Render the records below as a two-column CSV with columns named "text" and "answer", covering everything from the start down through the line containing "point(479, 85)". Give one row per record, with its text and its answer each in one quoted field and line breaks turned into spaces, and leave the pictures out.
== Exercise material
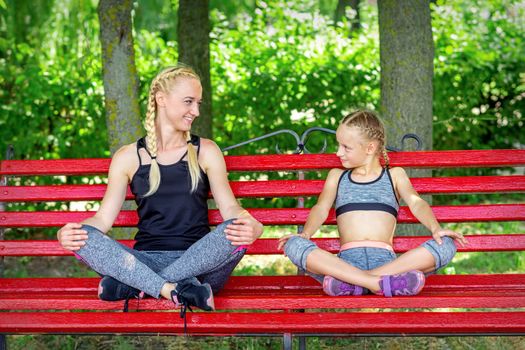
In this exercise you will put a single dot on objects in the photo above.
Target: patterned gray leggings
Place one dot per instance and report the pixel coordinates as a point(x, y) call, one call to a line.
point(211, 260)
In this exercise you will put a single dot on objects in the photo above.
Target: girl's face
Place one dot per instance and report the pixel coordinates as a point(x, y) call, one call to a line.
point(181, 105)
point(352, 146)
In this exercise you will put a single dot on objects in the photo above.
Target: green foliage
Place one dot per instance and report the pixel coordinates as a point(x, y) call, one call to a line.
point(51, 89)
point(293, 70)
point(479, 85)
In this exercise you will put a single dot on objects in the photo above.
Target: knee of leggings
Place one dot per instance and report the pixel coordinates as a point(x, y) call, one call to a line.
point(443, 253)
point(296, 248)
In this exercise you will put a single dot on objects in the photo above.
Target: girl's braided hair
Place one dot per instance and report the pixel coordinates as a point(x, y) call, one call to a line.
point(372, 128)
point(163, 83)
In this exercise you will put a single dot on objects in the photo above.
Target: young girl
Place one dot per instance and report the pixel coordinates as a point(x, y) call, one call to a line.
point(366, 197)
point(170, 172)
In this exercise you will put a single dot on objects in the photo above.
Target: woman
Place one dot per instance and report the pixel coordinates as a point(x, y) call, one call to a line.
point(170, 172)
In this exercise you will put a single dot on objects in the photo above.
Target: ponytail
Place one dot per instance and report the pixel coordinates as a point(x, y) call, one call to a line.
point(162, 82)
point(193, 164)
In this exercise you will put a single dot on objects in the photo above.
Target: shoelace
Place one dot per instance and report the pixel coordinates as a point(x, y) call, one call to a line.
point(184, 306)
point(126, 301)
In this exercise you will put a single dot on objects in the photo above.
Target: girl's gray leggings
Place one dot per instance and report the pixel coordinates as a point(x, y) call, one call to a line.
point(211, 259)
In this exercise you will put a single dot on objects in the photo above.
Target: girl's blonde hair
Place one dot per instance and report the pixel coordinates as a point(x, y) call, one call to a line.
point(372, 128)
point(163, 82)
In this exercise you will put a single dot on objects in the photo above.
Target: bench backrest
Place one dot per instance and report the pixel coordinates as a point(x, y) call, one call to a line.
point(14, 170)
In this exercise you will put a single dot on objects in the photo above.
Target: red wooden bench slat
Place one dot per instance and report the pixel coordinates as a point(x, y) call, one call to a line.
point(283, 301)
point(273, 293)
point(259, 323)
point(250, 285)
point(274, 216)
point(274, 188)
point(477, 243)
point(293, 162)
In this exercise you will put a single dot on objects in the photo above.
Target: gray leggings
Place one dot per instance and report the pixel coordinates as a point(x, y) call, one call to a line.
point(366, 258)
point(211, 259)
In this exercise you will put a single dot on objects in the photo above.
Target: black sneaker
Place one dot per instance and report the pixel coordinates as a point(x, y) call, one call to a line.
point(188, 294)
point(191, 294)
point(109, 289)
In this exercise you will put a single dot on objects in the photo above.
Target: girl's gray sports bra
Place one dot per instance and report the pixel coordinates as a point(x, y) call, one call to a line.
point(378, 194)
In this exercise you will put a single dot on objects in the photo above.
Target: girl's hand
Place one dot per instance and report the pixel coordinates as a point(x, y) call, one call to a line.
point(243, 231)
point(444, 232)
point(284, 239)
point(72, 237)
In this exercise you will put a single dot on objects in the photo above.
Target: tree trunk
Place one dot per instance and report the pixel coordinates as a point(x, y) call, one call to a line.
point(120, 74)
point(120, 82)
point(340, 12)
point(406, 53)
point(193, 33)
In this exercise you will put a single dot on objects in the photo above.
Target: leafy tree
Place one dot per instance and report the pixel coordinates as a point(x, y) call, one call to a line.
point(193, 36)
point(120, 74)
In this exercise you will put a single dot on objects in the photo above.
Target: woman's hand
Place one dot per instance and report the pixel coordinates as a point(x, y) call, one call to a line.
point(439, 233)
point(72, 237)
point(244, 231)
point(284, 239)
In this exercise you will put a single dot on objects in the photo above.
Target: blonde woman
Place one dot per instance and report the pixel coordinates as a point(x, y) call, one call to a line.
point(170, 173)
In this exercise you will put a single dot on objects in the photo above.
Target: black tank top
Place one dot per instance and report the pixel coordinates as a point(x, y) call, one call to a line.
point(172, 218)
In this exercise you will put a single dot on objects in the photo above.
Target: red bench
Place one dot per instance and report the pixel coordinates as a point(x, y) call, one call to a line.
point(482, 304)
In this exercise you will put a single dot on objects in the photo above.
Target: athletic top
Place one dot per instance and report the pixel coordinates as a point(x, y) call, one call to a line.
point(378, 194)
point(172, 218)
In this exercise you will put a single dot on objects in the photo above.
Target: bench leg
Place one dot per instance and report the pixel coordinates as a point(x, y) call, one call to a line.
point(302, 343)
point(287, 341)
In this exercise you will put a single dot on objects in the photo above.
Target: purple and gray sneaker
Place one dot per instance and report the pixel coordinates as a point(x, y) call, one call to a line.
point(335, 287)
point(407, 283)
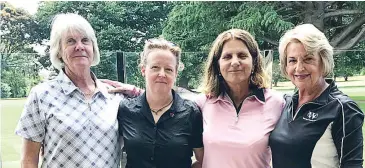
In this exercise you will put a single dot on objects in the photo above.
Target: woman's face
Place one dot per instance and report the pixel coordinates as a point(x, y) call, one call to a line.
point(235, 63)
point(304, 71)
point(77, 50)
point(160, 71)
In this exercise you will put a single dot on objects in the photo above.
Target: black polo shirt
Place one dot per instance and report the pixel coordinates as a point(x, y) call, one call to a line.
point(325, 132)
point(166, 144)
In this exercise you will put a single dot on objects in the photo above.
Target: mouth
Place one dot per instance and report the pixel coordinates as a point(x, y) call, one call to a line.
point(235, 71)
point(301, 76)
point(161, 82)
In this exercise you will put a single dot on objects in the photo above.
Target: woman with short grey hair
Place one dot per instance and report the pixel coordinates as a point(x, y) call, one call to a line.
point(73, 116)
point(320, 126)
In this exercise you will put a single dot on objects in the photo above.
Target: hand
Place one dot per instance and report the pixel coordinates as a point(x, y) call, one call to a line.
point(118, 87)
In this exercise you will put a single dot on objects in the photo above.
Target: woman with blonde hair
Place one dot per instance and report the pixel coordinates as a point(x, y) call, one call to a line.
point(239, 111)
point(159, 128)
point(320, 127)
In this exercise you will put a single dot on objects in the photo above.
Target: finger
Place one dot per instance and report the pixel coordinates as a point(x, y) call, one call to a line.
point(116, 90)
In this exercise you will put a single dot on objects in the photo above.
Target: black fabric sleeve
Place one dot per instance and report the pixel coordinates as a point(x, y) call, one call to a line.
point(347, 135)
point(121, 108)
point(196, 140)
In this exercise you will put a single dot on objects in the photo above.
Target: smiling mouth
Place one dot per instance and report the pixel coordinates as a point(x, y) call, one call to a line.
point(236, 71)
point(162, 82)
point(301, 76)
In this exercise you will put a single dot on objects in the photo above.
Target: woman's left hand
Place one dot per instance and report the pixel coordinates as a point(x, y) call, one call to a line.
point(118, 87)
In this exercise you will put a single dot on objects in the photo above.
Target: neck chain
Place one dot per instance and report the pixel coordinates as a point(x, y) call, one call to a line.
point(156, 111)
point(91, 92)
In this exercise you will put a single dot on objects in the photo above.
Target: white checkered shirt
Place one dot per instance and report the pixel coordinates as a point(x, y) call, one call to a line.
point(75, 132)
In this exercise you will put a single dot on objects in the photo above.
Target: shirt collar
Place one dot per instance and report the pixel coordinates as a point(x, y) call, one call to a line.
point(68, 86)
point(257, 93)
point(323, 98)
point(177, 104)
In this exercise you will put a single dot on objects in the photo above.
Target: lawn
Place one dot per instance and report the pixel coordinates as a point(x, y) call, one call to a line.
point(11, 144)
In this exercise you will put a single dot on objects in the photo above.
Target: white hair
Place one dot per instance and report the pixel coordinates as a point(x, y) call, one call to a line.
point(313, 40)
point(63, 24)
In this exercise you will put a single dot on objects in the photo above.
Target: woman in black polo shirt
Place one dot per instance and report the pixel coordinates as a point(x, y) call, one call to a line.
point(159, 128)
====
**Exercise result:**
text,answer
"In this exercise you will put a single dot on objects in the photo above. Target: patterned gray leggings Place one dot per instance and report the pixel coordinates as a point(x, y) call, one call to a line.","point(211, 260)"
"In this exercise you will put a single dot on objects in the photo above. Target: girl's face Place one dot per instance and report the pixel coordinates as a point(x, y) call, one call to a line.","point(181, 105) point(352, 146)"
"In this exercise you will put a single dot on objects in the photo above. Target: green foliage Place one dot per instance and report the pixel coordinates as a point(x, y) call, one call to a line.","point(51, 89) point(293, 70) point(479, 85)"